:: Data entries

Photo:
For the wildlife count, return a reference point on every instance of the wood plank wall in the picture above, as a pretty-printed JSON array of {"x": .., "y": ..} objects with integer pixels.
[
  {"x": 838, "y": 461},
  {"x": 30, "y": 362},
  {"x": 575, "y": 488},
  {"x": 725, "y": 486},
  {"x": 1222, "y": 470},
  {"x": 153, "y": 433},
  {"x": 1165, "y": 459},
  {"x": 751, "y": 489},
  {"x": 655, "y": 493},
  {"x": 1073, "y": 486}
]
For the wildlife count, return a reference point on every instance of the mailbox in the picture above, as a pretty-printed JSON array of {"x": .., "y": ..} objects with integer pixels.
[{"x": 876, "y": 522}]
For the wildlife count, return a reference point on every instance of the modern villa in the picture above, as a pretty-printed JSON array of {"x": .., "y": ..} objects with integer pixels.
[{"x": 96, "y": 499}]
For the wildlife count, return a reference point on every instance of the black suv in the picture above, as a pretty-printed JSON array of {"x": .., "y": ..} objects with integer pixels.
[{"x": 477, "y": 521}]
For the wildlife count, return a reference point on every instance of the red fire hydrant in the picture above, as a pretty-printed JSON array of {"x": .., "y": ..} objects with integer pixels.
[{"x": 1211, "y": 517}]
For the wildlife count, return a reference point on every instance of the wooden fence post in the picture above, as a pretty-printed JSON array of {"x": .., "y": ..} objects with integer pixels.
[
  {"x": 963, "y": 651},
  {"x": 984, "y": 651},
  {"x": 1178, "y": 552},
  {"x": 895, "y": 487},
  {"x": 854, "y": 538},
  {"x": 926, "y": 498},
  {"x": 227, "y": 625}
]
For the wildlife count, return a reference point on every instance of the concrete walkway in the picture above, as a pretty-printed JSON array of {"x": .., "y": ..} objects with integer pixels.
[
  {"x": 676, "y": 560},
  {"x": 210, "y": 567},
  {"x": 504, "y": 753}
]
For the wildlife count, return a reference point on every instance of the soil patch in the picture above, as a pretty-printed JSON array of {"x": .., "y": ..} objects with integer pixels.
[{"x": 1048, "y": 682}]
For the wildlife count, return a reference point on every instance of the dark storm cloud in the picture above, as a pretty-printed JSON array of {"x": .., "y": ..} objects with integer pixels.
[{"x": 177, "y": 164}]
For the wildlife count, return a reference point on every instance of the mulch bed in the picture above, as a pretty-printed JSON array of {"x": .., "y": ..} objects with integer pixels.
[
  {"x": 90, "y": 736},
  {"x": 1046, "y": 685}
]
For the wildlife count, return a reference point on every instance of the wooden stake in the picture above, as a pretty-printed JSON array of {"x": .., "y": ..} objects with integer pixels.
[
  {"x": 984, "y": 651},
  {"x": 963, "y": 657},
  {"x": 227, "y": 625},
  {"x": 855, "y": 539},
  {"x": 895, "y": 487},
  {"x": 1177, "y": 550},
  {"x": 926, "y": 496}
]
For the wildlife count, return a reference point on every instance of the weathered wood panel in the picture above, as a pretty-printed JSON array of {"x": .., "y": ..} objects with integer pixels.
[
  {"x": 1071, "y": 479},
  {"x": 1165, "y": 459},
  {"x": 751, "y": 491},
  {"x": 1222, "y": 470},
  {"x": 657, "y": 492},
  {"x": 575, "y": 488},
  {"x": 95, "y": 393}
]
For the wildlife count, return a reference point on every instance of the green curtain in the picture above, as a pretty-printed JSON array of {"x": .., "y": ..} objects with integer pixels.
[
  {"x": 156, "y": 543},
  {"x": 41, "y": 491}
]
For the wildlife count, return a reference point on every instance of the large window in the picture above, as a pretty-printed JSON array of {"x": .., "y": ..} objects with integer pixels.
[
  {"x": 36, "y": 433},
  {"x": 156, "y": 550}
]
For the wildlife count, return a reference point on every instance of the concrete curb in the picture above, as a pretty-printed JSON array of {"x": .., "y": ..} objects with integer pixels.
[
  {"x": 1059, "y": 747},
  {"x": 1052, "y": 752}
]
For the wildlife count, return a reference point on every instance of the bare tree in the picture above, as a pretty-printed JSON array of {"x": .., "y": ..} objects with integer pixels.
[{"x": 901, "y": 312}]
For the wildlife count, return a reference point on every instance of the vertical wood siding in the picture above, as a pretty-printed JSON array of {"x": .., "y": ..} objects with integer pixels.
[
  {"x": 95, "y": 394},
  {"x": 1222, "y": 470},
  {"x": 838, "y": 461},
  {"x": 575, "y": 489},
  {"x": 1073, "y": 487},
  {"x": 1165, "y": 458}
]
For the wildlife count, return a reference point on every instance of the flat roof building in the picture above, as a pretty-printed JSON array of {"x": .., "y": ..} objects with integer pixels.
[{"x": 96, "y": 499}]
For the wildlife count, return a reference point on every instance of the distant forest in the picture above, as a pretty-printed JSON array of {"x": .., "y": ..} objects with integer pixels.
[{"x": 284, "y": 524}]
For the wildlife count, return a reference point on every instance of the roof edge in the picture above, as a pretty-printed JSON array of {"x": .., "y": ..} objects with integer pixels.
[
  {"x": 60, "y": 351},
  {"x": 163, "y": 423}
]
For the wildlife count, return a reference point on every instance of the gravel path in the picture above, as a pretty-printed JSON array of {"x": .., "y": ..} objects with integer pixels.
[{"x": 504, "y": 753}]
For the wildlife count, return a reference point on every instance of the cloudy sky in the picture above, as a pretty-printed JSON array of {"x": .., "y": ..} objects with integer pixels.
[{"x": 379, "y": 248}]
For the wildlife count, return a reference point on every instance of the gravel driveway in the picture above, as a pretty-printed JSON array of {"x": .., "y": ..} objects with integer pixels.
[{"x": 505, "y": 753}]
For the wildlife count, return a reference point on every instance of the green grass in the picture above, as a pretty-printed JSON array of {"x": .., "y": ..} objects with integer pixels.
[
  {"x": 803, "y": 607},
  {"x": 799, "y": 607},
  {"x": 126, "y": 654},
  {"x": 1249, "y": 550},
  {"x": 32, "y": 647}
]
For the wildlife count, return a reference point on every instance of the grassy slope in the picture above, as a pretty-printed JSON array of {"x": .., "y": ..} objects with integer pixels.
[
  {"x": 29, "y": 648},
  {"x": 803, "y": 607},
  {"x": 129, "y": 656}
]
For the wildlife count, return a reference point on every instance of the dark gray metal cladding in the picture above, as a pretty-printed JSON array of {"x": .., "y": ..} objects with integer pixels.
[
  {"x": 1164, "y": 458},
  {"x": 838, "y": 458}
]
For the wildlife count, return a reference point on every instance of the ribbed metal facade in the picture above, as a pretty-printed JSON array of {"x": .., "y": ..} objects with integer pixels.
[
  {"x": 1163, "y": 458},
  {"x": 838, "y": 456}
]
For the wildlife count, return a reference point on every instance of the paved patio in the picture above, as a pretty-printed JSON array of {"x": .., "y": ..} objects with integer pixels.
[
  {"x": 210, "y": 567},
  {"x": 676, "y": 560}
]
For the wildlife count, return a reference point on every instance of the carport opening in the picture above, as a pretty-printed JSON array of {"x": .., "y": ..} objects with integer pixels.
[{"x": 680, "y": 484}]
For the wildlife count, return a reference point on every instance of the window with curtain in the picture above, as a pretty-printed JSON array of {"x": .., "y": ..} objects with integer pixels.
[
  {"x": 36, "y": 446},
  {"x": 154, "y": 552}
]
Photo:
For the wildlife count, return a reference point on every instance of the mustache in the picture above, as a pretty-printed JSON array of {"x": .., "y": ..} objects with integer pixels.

::::

Repeat, exactly and only, the lines above from the one containing "of the carport" through the end of the material.

For the wildlife count, return a reference point on every instance of the carport opening in the picture above, as a pretty-printed JSON array of {"x": .., "y": ..} objects with integer pixels.
[{"x": 680, "y": 484}]
For the wildlife count, return a reference point on every instance of the window with curtain in the picture above, as a pretty-printed JSON array of {"x": .., "y": ..} objects with integer pixels.
[
  {"x": 36, "y": 446},
  {"x": 154, "y": 552}
]
Photo:
For the wildlife count, return a reference point on every instance of the mustache in the picture above, as a pretty-printed JSON array of {"x": .., "y": ..} objects with integer pixels.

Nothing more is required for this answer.